Exercise directions - Offset the entries from their start through the line containing "(1017, 749)" by rewriting every line, with 85 added to both numbers of each coordinate pair and all other text left unchanged. Leave the pictures out of your answer.

====

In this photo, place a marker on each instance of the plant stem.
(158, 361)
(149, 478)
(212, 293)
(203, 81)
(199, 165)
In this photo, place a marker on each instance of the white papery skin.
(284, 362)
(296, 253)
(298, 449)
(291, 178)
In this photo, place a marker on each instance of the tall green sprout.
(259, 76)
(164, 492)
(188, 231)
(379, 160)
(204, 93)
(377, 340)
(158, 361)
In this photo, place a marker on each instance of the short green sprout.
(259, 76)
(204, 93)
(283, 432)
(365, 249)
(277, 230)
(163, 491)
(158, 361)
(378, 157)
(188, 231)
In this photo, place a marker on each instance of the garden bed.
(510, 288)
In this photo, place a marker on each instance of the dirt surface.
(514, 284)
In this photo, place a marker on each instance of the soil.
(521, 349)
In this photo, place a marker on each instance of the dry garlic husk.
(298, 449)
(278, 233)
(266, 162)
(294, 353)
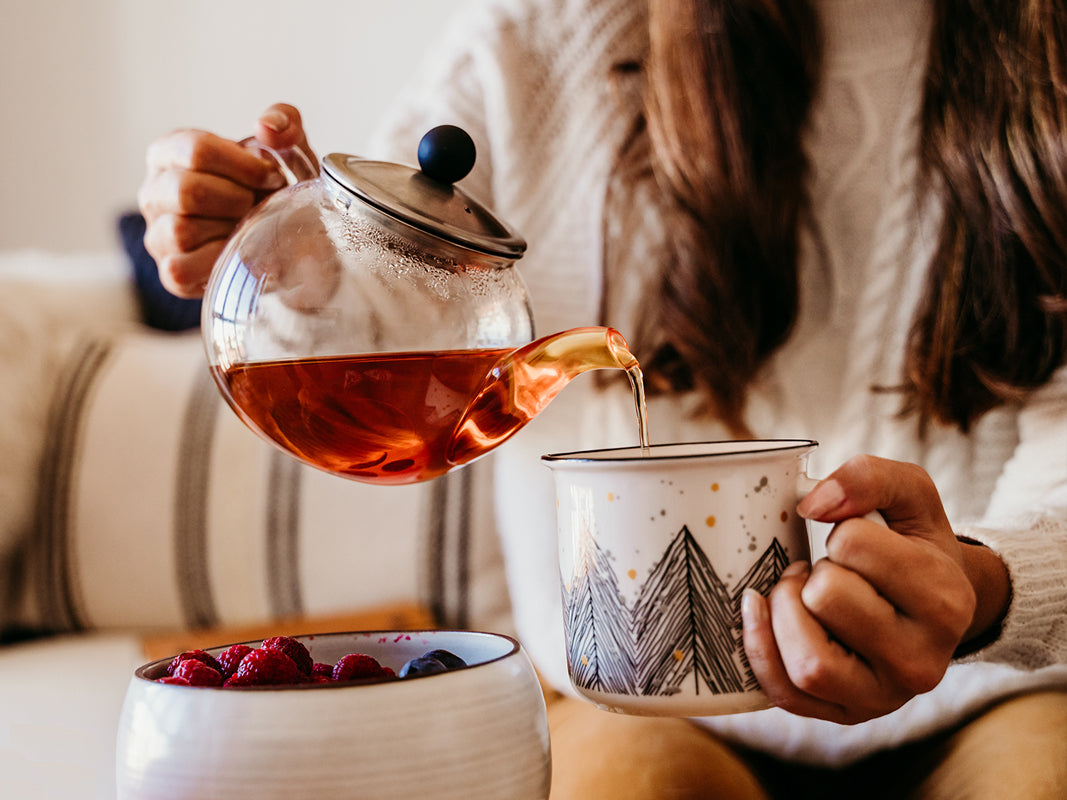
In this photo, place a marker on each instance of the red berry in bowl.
(197, 673)
(231, 657)
(291, 648)
(356, 666)
(195, 655)
(267, 668)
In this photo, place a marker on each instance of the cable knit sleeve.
(1026, 526)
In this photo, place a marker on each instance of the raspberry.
(356, 666)
(267, 668)
(197, 673)
(291, 648)
(231, 657)
(196, 655)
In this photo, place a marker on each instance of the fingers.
(281, 126)
(904, 494)
(919, 579)
(797, 665)
(186, 192)
(198, 152)
(186, 274)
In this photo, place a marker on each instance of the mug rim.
(680, 451)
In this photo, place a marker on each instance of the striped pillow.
(159, 509)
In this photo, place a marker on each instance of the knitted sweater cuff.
(1034, 549)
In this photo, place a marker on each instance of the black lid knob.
(446, 154)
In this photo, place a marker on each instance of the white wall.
(86, 84)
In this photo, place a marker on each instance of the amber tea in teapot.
(369, 319)
(397, 418)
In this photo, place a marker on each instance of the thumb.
(903, 493)
(281, 127)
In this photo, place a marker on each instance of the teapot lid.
(427, 197)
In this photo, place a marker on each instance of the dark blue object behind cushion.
(159, 307)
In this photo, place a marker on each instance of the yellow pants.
(1015, 750)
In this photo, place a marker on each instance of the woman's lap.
(1017, 749)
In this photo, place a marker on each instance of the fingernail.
(275, 121)
(796, 570)
(753, 608)
(822, 500)
(273, 180)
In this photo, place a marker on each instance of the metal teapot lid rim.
(438, 208)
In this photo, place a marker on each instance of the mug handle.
(806, 484)
(292, 162)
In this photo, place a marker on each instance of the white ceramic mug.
(655, 547)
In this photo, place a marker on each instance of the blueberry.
(421, 666)
(450, 660)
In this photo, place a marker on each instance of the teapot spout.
(522, 383)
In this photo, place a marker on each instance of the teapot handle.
(292, 162)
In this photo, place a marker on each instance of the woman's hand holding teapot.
(198, 186)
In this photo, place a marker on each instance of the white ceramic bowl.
(473, 733)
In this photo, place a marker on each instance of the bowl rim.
(142, 671)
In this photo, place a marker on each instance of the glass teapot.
(369, 320)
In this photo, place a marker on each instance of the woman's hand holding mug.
(878, 620)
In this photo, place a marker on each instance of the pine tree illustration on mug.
(684, 622)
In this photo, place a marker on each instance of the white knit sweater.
(528, 80)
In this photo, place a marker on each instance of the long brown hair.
(729, 88)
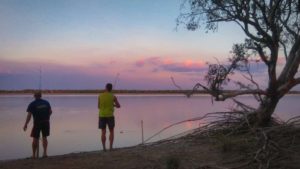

====

Solution to this problem -
In this photo, place a marker on each instance of the plant stem.
(243, 446)
(234, 563)
(297, 378)
(288, 166)
(284, 250)
In this photo, place a marker on each instance of the white papery skin.
(369, 447)
(381, 338)
(383, 534)
(376, 263)
In this photo, place a marker on each instance of the tall green sprout.
(344, 161)
(249, 577)
(273, 316)
(464, 245)
(289, 178)
(462, 425)
(243, 446)
In this photo, place a marker on each instance of the short green sprout.
(344, 161)
(289, 178)
(368, 517)
(450, 334)
(362, 315)
(248, 576)
(243, 446)
(463, 242)
(273, 316)
In this photo, place a marker on each instance of the garden bed.
(595, 373)
In this photo, place a marker on each instance of the dirt surface.
(599, 369)
In this photo, place a marker on each instance of the soil.
(606, 434)
In this photo, place a marker on each instance of the dry garlic husk.
(383, 534)
(363, 318)
(351, 247)
(379, 438)
In this photo, place a marker on each instance of the red berry in bowl.
(282, 758)
(316, 742)
(376, 733)
(441, 751)
(280, 740)
(352, 753)
In this photo, place a marker on each instance of the cable knit sleeve.
(1111, 611)
In this photo, place a marker on each instance of the raspberry.
(441, 751)
(352, 753)
(282, 758)
(376, 733)
(316, 742)
(281, 740)
In this photo, place a marker on each instance of the fingers.
(366, 211)
(989, 579)
(1004, 664)
(882, 750)
(271, 277)
(283, 237)
(271, 359)
In this photo, place a marker on each instance of the mug rim.
(765, 536)
In this photo, place a marker on each instance of the striped pillow.
(244, 594)
In this photo, place a marker on each instance of the knitted sweater cuff.
(1119, 634)
In this photo, place a marker on each instance of the black lid knob.
(531, 239)
In this photo, place a marker on each instance of the white wall.
(171, 169)
In this photo, place a marker on each instance of the amber tea in teapot.
(454, 404)
(482, 503)
In this photo, place a marker on each instance of the thumb.
(988, 578)
(366, 212)
In this photo, place a marker on each instance of the teapot lid.
(512, 282)
In this photo, place a marker on each instance of the dark blue object behind cushion.
(244, 392)
In this photo, place a marker on each instance of the yellow pants.
(1100, 835)
In this photo, place a marker on each instance of the woman's lap.
(1102, 834)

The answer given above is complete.